## Recorded information

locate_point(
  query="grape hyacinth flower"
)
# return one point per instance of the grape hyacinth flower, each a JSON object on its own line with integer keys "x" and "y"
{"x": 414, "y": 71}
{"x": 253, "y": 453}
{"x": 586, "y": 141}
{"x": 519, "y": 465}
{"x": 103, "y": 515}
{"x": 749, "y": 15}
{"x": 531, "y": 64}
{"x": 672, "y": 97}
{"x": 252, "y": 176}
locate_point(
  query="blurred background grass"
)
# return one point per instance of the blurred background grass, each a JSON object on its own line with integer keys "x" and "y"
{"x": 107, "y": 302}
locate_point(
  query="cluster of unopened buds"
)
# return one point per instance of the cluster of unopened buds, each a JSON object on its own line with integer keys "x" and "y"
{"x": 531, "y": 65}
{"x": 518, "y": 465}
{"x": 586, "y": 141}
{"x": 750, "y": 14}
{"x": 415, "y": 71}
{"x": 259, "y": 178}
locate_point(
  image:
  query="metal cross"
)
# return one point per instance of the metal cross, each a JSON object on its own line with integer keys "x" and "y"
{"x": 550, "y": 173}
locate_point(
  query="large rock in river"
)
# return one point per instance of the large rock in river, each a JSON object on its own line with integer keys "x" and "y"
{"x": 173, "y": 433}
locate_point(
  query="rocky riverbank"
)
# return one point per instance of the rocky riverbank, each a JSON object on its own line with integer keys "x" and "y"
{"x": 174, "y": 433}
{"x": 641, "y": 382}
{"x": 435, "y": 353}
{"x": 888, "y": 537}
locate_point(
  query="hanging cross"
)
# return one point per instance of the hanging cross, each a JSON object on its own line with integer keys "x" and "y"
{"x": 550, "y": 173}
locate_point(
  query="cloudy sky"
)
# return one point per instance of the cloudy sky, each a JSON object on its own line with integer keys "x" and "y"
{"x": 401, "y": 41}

## Task statement
Transcribe the material above word for word.

## Task output
locate_point(
  query="grape hyacinth flower"
)
# return one point per instance of the grape hyacinth flower, each a JSON object on its own line with integer keys "x" and "y"
{"x": 414, "y": 71}
{"x": 253, "y": 453}
{"x": 586, "y": 141}
{"x": 519, "y": 465}
{"x": 103, "y": 515}
{"x": 749, "y": 15}
{"x": 531, "y": 64}
{"x": 672, "y": 97}
{"x": 252, "y": 176}
locate_point(
  query="blurred background grass"
)
# return one point per instance of the blurred background grass, each a JSON object on its own line with integer keys "x" and "y"
{"x": 107, "y": 302}
locate_point(
  query="cluster of unopened buds"
)
# return one point per instance of the cluster of unopened buds, each a JSON object on its own line with integer keys "x" and "y"
{"x": 531, "y": 65}
{"x": 518, "y": 465}
{"x": 586, "y": 141}
{"x": 750, "y": 14}
{"x": 415, "y": 71}
{"x": 259, "y": 178}
locate_point(
  image:
  query="metal cross"
)
# return one point per instance of the metal cross, each a JSON object on its own line with integer keys "x" and "y"
{"x": 550, "y": 173}
locate_point(
  query="large rock in river"
)
# return one point per instance of the large rock in river, each a JSON object on its own line with integer keys "x" and "y"
{"x": 173, "y": 433}
locate_point(
  query="rocky riverbank"
)
# return one point per instance of the rocky riverbank, each a JSON object on its own line with integer keys "x" and "y"
{"x": 174, "y": 433}
{"x": 641, "y": 382}
{"x": 435, "y": 353}
{"x": 888, "y": 537}
locate_point(
  query="hanging cross"
)
# return one point per instance of the hanging cross, each a JSON object on its own line with integer keys "x" and "y"
{"x": 550, "y": 173}
locate_point(
  query="cloudy sky"
)
# return one point per instance of the cloudy sky, each a JSON object on its own line with integer keys "x" and "y"
{"x": 401, "y": 41}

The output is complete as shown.